----- Provided data

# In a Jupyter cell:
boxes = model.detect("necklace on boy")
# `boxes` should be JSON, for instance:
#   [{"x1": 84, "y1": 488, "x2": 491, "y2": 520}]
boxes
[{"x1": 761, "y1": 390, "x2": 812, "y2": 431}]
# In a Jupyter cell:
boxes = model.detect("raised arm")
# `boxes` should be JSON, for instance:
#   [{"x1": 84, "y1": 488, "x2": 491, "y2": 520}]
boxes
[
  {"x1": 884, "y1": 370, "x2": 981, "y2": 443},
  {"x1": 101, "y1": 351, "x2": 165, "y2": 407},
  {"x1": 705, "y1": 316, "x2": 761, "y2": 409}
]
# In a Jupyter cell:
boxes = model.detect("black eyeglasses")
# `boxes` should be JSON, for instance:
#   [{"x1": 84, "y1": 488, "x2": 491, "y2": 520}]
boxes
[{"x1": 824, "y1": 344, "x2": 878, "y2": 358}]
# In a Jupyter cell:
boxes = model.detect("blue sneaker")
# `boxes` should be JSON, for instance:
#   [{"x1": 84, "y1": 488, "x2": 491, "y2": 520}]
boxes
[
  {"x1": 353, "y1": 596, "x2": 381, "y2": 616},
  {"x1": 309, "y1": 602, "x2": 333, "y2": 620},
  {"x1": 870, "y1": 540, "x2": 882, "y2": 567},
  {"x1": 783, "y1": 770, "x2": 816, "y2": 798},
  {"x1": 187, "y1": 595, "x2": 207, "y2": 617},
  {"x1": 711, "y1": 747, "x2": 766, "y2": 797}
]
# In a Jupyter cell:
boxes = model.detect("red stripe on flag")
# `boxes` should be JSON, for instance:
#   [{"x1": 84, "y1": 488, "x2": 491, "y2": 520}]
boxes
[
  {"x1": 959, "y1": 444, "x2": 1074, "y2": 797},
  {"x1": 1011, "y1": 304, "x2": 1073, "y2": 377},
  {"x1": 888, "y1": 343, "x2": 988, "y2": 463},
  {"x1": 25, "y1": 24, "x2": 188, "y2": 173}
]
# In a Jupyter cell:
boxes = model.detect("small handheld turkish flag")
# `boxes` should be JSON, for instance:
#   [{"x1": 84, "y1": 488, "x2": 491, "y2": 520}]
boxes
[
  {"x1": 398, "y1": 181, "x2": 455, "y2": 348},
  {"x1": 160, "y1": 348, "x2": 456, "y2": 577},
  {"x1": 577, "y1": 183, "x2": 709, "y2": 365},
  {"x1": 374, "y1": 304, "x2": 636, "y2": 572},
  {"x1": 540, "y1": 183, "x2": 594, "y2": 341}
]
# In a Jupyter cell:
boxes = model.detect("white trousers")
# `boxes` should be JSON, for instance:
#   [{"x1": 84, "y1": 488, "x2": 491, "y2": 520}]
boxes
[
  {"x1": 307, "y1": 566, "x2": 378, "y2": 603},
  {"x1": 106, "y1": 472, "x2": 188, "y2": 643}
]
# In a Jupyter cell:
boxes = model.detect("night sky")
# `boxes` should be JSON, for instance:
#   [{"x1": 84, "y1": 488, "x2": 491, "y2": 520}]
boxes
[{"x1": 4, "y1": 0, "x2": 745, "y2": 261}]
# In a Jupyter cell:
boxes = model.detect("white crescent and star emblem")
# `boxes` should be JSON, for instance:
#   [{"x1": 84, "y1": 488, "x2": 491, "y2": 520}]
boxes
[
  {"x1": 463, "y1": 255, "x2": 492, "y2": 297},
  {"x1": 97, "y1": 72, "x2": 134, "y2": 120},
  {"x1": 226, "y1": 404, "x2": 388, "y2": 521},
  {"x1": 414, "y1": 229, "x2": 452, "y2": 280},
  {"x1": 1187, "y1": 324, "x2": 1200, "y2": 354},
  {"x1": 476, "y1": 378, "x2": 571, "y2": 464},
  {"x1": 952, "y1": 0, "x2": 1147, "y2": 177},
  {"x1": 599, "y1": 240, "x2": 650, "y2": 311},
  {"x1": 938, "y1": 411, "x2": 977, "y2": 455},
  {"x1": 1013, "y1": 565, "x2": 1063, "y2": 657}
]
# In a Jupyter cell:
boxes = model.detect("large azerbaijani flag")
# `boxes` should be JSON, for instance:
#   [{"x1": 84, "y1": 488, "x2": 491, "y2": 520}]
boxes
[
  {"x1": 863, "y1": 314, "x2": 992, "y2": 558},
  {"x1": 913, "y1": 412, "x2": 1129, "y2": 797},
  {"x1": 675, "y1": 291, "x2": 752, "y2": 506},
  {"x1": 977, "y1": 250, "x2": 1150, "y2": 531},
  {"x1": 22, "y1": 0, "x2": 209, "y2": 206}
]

----------

- What you need to do
Faithfully copy every entry, leaving nothing out.

- Result of this exercise
# In a Jupyter cell:
boxes = model.detect("necklace on boy")
# `boxes` should be JSON, for instance:
#   [{"x1": 84, "y1": 488, "x2": 491, "y2": 520}]
boxes
[{"x1": 761, "y1": 390, "x2": 812, "y2": 431}]
# In a Jupyter cell:
boxes = model.detect("raised arm")
# `boxes` should be JSON, for instance:
#   [{"x1": 84, "y1": 488, "x2": 491, "y2": 520}]
boxes
[
  {"x1": 884, "y1": 370, "x2": 981, "y2": 443},
  {"x1": 101, "y1": 351, "x2": 165, "y2": 407},
  {"x1": 705, "y1": 316, "x2": 761, "y2": 409}
]
# In a Jupyter cell:
boxes = model.detect("black eyeglasses")
# `boxes` should be JSON, for instance:
#   [{"x1": 84, "y1": 488, "x2": 491, "y2": 520}]
boxes
[{"x1": 824, "y1": 344, "x2": 878, "y2": 358}]
# In a Jupyter cell:
boxes = model.detect("blue sneaker")
# `boxes` should be JSON, for instance:
#   [{"x1": 84, "y1": 488, "x2": 491, "y2": 520}]
boxes
[
  {"x1": 353, "y1": 596, "x2": 381, "y2": 616},
  {"x1": 309, "y1": 602, "x2": 333, "y2": 620},
  {"x1": 870, "y1": 540, "x2": 882, "y2": 567},
  {"x1": 783, "y1": 770, "x2": 816, "y2": 798},
  {"x1": 187, "y1": 595, "x2": 207, "y2": 617},
  {"x1": 711, "y1": 747, "x2": 766, "y2": 797}
]
# In a Jupyter cell:
boxes = model.detect("red stripe on flag")
# `boxes` should be JSON, for instance:
#   [{"x1": 84, "y1": 488, "x2": 491, "y2": 520}]
boxes
[
  {"x1": 959, "y1": 444, "x2": 1074, "y2": 797},
  {"x1": 1011, "y1": 304, "x2": 1073, "y2": 377},
  {"x1": 888, "y1": 343, "x2": 988, "y2": 463},
  {"x1": 25, "y1": 24, "x2": 188, "y2": 173}
]
# In a Jupyter cell:
boxes = model.detect("small handheld turkish flag")
# `boxes` should be JSON, for instance:
#   [{"x1": 84, "y1": 488, "x2": 491, "y2": 520}]
boxes
[
  {"x1": 398, "y1": 181, "x2": 455, "y2": 348},
  {"x1": 160, "y1": 348, "x2": 456, "y2": 577},
  {"x1": 577, "y1": 183, "x2": 709, "y2": 365},
  {"x1": 374, "y1": 304, "x2": 636, "y2": 572},
  {"x1": 540, "y1": 183, "x2": 594, "y2": 341}
]
# In a Jupyter cell:
boxes = model.detect("white trousers")
# `boxes` should be JSON, for instance:
#   [{"x1": 84, "y1": 488, "x2": 491, "y2": 520}]
boxes
[
  {"x1": 307, "y1": 566, "x2": 378, "y2": 603},
  {"x1": 106, "y1": 472, "x2": 188, "y2": 643}
]
# In a Jupyter cell:
boxes = model.detect("night sky")
# `boxes` should be JSON, for instance:
#   [{"x1": 84, "y1": 488, "x2": 491, "y2": 520}]
boxes
[{"x1": 4, "y1": 0, "x2": 745, "y2": 261}]
# In a Jupyter cell:
boxes = model.detect("white crescent and star emblem")
# `boxes` should be JSON, for instance:
#   [{"x1": 84, "y1": 488, "x2": 491, "y2": 520}]
boxes
[
  {"x1": 463, "y1": 255, "x2": 492, "y2": 297},
  {"x1": 97, "y1": 72, "x2": 134, "y2": 120},
  {"x1": 226, "y1": 404, "x2": 388, "y2": 521},
  {"x1": 414, "y1": 229, "x2": 452, "y2": 280},
  {"x1": 1187, "y1": 324, "x2": 1200, "y2": 354},
  {"x1": 476, "y1": 378, "x2": 571, "y2": 464},
  {"x1": 952, "y1": 0, "x2": 1147, "y2": 177},
  {"x1": 599, "y1": 240, "x2": 650, "y2": 311},
  {"x1": 938, "y1": 411, "x2": 977, "y2": 455},
  {"x1": 1013, "y1": 565, "x2": 1063, "y2": 657}
]
# In a Jupyter cell:
boxes = model.detect("large azerbaijani flag")
# `boxes` should be JSON, for instance:
#   [{"x1": 84, "y1": 488, "x2": 491, "y2": 520}]
boxes
[
  {"x1": 863, "y1": 314, "x2": 992, "y2": 558},
  {"x1": 913, "y1": 412, "x2": 1129, "y2": 797},
  {"x1": 675, "y1": 291, "x2": 752, "y2": 506},
  {"x1": 977, "y1": 250, "x2": 1150, "y2": 531},
  {"x1": 22, "y1": 0, "x2": 209, "y2": 206}
]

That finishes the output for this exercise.